TASK DETAILS | Transcribe the following entries letter for letter, without the pictures.

═════ PROVIDED MATERIAL ═════

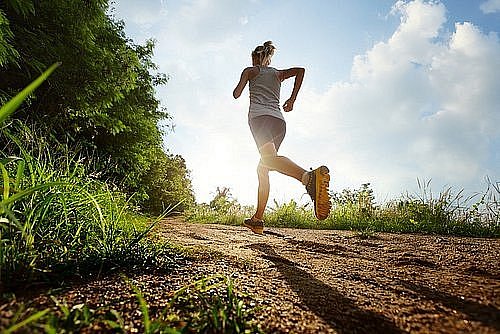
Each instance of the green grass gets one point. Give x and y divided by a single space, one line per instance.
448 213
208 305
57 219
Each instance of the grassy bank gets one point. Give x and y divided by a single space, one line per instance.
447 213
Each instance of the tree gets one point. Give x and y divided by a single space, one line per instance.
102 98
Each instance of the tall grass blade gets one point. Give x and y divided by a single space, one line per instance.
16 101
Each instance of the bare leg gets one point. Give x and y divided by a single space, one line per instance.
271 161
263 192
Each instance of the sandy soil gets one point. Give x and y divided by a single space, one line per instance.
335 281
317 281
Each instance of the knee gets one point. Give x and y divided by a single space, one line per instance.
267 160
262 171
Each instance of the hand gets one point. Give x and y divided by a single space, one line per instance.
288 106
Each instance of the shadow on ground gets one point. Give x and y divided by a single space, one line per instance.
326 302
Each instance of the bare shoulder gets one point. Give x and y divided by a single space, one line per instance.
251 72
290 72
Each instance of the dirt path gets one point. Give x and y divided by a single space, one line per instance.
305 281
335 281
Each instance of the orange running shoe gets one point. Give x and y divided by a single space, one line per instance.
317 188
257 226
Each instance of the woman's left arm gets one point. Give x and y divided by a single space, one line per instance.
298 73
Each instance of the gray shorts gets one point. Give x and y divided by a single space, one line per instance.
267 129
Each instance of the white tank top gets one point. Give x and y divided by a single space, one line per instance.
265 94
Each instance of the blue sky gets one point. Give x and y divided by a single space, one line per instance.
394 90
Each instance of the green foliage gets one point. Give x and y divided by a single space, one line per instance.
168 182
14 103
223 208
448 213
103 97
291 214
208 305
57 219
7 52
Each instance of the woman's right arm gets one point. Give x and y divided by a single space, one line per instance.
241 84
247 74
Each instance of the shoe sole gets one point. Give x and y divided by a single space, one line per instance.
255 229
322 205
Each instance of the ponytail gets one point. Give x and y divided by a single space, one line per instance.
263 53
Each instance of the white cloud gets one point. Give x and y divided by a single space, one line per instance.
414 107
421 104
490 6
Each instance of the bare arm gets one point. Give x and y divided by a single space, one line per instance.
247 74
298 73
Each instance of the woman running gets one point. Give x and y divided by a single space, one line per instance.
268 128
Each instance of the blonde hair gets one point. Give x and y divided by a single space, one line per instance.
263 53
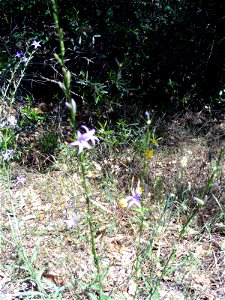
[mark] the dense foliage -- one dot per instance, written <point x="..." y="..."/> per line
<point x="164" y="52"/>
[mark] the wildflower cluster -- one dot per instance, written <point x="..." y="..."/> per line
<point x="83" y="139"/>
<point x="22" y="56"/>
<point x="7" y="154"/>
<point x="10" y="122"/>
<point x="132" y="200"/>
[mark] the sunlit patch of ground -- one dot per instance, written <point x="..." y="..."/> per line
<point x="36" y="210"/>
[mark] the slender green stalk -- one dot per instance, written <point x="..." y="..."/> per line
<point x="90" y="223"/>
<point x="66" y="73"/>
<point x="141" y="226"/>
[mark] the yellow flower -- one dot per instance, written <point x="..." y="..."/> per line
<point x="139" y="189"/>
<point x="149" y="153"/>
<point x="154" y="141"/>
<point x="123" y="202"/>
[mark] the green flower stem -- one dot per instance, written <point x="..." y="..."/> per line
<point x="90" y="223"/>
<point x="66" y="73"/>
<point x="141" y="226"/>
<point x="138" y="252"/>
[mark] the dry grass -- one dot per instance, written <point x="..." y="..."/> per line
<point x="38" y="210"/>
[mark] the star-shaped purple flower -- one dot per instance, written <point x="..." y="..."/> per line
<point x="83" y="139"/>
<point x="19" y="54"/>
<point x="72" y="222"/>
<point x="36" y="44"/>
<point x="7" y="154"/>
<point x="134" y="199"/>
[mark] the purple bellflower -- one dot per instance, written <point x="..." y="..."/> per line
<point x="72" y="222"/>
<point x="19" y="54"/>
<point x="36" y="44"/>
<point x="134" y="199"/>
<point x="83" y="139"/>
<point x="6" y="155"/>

═════

EXERCISE SOLUTION |
Each instance of the green grass gets one point. Give x and y divided by a single space, one line per instance.
448 213
208 305
57 219
Each instance of the grassy bank gets one point. Give x and y divided by a single space, one line per instance.
447 213
Each instance of the tree gets one point. Give x and y divided by a single space, one line per instance.
102 98
Each instance of the tall grass blade gets one point. Give x and y divided by a single space, one line per instance.
16 101
Each instance of the bare leg gets one point. Give x and y divided by a single space, one line per instance.
271 161
263 192
Each instance of the sandy soil gets one point. Give x and y divided by a single space, one line per instance.
335 281
317 281
Each instance of the knee gets one point. Give x and y divided by a single space, one line per instance.
267 160
262 171
Each instance of the hand gets one point. Give x and y divided by a single space, one line per instance.
288 106
Each instance of the shadow on ground gets one point. Give x and y divided by a single space, one line per instance.
326 302
Each instance of the bare shoulder gets one point. Give x and y divided by a single space, one line per instance.
251 72
290 72
Each instance of the dirt path gets one point. Give x and y divided by a single space, one line per instance.
305 281
335 281
Each instance of the orange running shoe gets one point. Give x and y divided by a single space, one line per instance.
317 188
257 226
Each instance of the woman's left arm gets one point. Give x and y divided by a single space, one line per instance.
298 73
Each instance of the gray shorts gets one point. Give x and y divided by a single space, one line per instance.
267 129
Each instance of the white tank top gets one point. Give x and y divided by a single space, one line per instance.
265 94
Each instance of the blue sky gets one point. Give x and y divided by a single space, one line per instance.
394 90
Each instance of the green foliage gets one point. Give x and y divided by a single space, one line per instance.
168 182
14 103
223 208
448 213
103 97
291 214
208 305
57 219
7 52
Each instance of the woman's right arm gets one point. Give x and y divided by a single space, one line per instance.
241 84
247 74
Each instance of the shoe sole gets one point. Give x and y divided by a single space, one line per instance.
255 229
322 205
Each instance of the ponytail gets one point. Give x and y divided by a single space, one line per instance.
263 53
Each instance of the white cloud gets one point. Give x and y divided by a single space, one line per instance.
414 107
421 104
490 6
Each instance of the bare arm gets one point. Give x and y divided by a single space, one line per instance.
247 74
298 73
Each instance of the woman running gets one point. Give x and y divided by a single space, one line per instance.
268 128
Each instance of the blonde hair gets one point. Give x and y divided by a single space, one line per instance.
263 53
[mark] the dense foliage -- one dot per instance, written <point x="..." y="..."/> per line
<point x="164" y="52"/>
[mark] the wildflower cluster -- one dot per instance, written <point x="..." y="..."/> per line
<point x="83" y="139"/>
<point x="22" y="56"/>
<point x="7" y="154"/>
<point x="10" y="122"/>
<point x="132" y="200"/>
[mark] the sunlit patch of ground -- one dot per instance, written <point x="..." y="..."/> per line
<point x="36" y="210"/>
[mark] the slender green stalk -- one dot per instance, written <point x="..." y="..."/> per line
<point x="90" y="223"/>
<point x="66" y="73"/>
<point x="141" y="226"/>
[mark] the yellow flower -- one dot per instance, written <point x="..." y="..."/> per line
<point x="139" y="189"/>
<point x="149" y="153"/>
<point x="154" y="141"/>
<point x="123" y="202"/>
[mark] the green flower stem -- one dot per instance, written <point x="..." y="..."/> per line
<point x="90" y="223"/>
<point x="66" y="73"/>
<point x="141" y="226"/>
<point x="138" y="252"/>
[mark] the dry grass -- one dot per instance, written <point x="..." y="..."/> per line
<point x="38" y="210"/>
[mark] the star-shaped purple flower -- one dot per instance, written <point x="..." y="..."/> per line
<point x="83" y="139"/>
<point x="19" y="54"/>
<point x="72" y="222"/>
<point x="36" y="44"/>
<point x="7" y="154"/>
<point x="134" y="199"/>
[mark] the purple bellflower -- one dot per instance, written <point x="..." y="..."/> per line
<point x="72" y="222"/>
<point x="19" y="54"/>
<point x="36" y="44"/>
<point x="134" y="199"/>
<point x="83" y="139"/>
<point x="6" y="155"/>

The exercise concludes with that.